--- Location identification entries ---
#####

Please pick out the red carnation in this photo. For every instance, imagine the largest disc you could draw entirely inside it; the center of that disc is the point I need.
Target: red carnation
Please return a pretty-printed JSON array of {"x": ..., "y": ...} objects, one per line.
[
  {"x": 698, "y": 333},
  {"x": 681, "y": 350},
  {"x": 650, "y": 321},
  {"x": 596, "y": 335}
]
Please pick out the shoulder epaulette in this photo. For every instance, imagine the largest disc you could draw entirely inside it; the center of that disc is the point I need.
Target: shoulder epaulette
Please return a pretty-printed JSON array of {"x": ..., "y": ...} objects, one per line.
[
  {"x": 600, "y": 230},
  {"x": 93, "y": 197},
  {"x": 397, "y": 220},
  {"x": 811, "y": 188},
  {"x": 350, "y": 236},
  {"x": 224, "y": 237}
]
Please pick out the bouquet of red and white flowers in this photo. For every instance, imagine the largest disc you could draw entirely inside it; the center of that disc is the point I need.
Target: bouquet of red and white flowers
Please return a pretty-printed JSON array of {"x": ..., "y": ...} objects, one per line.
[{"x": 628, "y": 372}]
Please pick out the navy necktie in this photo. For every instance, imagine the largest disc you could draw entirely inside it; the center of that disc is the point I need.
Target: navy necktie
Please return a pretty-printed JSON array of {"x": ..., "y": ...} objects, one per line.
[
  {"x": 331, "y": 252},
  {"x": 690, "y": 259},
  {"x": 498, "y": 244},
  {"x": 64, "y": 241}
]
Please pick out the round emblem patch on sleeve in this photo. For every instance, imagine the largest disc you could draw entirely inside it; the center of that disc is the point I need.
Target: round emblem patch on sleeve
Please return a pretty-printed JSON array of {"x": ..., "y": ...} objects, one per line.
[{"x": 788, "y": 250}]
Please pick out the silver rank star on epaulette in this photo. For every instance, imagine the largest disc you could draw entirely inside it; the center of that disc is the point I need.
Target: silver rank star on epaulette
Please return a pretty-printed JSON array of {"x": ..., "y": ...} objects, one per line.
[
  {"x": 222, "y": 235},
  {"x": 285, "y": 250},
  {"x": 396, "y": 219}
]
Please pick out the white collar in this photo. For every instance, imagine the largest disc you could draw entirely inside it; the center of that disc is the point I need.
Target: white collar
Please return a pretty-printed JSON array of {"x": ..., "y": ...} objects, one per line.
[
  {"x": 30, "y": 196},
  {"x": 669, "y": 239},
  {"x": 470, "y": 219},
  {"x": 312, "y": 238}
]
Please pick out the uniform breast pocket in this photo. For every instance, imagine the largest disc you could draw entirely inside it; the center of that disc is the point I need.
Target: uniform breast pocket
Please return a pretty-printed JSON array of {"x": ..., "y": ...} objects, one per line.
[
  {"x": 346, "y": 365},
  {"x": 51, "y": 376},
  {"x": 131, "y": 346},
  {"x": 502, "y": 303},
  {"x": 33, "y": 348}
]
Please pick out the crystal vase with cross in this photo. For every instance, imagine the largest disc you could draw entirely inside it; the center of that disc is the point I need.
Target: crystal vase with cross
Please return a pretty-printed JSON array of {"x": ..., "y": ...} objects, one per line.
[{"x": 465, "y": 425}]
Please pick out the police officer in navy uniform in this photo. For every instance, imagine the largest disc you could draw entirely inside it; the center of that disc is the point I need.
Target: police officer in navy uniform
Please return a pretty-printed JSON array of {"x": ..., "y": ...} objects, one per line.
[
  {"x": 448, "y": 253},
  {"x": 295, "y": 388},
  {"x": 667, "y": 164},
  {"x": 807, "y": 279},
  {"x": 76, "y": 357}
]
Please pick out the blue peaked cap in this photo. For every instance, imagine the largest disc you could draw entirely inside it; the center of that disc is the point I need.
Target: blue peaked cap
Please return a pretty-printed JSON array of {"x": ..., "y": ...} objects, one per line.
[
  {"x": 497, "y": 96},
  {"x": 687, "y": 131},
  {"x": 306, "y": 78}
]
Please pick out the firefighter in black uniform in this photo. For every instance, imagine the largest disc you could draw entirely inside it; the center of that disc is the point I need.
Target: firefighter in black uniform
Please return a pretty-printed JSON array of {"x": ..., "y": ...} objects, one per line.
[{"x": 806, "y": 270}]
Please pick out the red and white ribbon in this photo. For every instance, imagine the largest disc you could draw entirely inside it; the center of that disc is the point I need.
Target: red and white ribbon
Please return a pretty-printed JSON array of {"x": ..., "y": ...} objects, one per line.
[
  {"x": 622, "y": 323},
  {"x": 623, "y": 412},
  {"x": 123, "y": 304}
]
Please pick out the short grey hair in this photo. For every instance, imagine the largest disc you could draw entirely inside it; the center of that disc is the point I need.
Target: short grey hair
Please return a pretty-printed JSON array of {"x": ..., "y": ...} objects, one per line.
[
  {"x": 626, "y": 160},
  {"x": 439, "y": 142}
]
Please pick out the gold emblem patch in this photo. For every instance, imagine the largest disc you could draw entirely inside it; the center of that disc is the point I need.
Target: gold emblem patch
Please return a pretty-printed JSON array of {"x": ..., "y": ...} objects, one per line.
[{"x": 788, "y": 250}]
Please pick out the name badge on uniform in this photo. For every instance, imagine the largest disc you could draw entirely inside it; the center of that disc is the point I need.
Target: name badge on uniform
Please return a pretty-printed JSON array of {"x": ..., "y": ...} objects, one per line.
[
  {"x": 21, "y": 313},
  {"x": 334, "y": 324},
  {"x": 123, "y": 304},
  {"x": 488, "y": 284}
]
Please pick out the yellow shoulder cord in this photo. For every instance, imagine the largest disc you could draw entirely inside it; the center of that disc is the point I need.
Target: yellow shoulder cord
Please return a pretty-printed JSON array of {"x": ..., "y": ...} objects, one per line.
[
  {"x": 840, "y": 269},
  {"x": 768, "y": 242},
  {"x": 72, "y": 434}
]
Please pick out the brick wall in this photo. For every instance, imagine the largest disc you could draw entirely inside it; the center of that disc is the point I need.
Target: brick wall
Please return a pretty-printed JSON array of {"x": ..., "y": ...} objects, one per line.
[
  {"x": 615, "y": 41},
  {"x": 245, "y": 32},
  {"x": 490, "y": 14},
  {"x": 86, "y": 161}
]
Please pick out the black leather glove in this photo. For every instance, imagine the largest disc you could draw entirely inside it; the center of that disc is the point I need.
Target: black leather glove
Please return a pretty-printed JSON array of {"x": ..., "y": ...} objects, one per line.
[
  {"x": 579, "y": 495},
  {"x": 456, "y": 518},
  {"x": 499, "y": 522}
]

#####

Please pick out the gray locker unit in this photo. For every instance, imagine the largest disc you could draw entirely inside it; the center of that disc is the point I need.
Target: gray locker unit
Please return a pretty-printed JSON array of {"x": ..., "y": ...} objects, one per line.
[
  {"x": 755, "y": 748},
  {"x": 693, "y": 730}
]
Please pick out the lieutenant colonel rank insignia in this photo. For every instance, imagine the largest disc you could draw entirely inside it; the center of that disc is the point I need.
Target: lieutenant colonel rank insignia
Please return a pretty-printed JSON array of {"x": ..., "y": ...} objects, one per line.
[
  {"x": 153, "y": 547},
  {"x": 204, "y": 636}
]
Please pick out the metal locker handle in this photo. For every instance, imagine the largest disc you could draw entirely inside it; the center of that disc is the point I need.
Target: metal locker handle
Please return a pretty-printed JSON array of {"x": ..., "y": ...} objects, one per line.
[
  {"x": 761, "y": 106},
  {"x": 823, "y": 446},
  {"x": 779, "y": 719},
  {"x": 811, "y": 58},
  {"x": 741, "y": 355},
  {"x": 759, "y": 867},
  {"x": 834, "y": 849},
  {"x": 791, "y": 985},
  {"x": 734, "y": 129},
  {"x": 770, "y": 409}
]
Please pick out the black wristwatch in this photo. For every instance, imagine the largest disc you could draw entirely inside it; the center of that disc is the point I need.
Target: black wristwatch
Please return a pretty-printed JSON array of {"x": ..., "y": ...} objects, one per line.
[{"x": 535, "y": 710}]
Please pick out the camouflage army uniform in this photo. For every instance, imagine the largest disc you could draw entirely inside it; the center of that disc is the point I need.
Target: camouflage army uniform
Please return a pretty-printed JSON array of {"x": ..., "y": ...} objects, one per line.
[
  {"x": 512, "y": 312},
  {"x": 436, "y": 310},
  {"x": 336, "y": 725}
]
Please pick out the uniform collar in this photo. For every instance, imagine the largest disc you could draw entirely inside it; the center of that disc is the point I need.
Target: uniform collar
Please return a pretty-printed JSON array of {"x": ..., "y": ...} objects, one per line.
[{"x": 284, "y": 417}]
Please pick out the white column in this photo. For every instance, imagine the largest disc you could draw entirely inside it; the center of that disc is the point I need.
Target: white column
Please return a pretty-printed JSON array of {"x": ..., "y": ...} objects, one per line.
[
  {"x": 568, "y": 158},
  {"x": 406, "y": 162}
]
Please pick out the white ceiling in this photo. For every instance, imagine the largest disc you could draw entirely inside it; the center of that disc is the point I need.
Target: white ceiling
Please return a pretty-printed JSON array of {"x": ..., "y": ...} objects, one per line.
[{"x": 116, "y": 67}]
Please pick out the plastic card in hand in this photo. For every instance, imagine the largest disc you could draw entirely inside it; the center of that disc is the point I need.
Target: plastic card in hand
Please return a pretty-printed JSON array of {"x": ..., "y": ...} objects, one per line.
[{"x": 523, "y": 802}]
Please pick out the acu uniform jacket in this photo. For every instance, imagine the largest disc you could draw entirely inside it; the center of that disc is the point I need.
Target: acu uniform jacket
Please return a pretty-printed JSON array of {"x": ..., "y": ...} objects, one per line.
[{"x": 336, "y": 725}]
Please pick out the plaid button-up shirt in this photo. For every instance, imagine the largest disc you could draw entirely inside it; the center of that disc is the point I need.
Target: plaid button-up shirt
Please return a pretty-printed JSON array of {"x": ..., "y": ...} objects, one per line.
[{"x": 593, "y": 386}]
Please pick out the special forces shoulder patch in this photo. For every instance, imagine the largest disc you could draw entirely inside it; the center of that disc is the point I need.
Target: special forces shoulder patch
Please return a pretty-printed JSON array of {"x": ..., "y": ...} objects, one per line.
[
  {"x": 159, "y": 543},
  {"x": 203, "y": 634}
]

#####

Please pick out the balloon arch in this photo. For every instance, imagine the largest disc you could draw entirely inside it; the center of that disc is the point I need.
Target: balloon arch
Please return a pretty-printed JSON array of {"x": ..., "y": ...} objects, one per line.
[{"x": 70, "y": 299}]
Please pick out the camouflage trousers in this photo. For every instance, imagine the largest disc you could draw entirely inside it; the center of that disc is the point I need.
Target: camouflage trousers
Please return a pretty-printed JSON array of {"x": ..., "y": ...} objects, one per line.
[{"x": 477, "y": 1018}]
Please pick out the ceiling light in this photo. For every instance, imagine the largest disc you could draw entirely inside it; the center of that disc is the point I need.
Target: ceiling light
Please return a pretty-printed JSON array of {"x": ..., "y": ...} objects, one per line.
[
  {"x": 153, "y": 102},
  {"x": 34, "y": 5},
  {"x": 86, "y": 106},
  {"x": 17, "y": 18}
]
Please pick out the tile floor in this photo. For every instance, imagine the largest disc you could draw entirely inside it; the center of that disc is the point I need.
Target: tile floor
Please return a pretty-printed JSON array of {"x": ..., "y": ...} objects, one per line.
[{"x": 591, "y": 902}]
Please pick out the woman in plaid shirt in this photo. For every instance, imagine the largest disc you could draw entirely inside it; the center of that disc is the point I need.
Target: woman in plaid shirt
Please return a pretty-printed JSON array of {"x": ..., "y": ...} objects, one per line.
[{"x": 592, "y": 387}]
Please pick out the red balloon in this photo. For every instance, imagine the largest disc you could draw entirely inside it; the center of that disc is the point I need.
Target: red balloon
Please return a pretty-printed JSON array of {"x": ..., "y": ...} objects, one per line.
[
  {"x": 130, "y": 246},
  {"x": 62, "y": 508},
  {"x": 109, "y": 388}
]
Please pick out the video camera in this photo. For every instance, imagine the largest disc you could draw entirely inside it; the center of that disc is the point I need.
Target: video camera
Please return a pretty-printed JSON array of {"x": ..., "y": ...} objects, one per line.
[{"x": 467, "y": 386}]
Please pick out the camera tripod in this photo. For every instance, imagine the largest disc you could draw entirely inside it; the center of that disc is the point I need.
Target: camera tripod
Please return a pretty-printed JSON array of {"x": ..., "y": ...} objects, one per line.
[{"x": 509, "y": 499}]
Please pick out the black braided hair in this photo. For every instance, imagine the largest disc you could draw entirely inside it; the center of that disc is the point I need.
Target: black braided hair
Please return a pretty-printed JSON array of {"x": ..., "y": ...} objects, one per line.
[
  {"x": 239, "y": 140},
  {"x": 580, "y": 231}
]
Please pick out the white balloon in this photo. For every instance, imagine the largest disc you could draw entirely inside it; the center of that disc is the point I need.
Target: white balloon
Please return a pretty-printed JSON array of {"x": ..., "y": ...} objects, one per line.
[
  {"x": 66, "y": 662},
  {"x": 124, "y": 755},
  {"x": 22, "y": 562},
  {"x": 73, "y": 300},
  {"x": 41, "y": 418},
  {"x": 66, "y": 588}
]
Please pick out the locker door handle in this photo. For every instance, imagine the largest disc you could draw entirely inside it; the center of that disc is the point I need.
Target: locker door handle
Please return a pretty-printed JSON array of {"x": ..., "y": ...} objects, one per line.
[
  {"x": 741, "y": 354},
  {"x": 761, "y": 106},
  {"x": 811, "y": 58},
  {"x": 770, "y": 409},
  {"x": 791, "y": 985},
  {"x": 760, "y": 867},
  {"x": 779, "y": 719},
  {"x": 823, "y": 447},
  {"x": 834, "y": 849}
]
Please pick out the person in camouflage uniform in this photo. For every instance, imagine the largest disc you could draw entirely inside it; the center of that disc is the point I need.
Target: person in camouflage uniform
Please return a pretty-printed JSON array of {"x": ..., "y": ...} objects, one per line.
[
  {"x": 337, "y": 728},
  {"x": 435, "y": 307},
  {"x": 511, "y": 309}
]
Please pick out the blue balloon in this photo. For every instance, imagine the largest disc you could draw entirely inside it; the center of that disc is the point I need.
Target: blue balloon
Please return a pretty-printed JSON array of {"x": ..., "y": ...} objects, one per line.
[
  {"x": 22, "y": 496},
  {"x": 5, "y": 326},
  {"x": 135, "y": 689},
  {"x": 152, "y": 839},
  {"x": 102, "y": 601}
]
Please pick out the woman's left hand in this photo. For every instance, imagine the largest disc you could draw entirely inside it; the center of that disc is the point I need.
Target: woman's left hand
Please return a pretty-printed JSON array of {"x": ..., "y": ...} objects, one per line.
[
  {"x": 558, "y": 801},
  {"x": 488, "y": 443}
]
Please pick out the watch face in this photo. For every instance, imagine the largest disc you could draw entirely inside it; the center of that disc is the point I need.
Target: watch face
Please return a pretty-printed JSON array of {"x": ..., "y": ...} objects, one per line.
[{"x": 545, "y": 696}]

#####

--- Brief ---
Could you echo, word for word, the lines of the rows starting at the line containing "Please pick out the white column" and ending at the line containing "Target: white column"?

--- Answer for the task ---
Please pick out the white column in this photo. For every instance, imagine the largest disc you could draw entirely inside it; the center of that disc is the point I need.
Target: white column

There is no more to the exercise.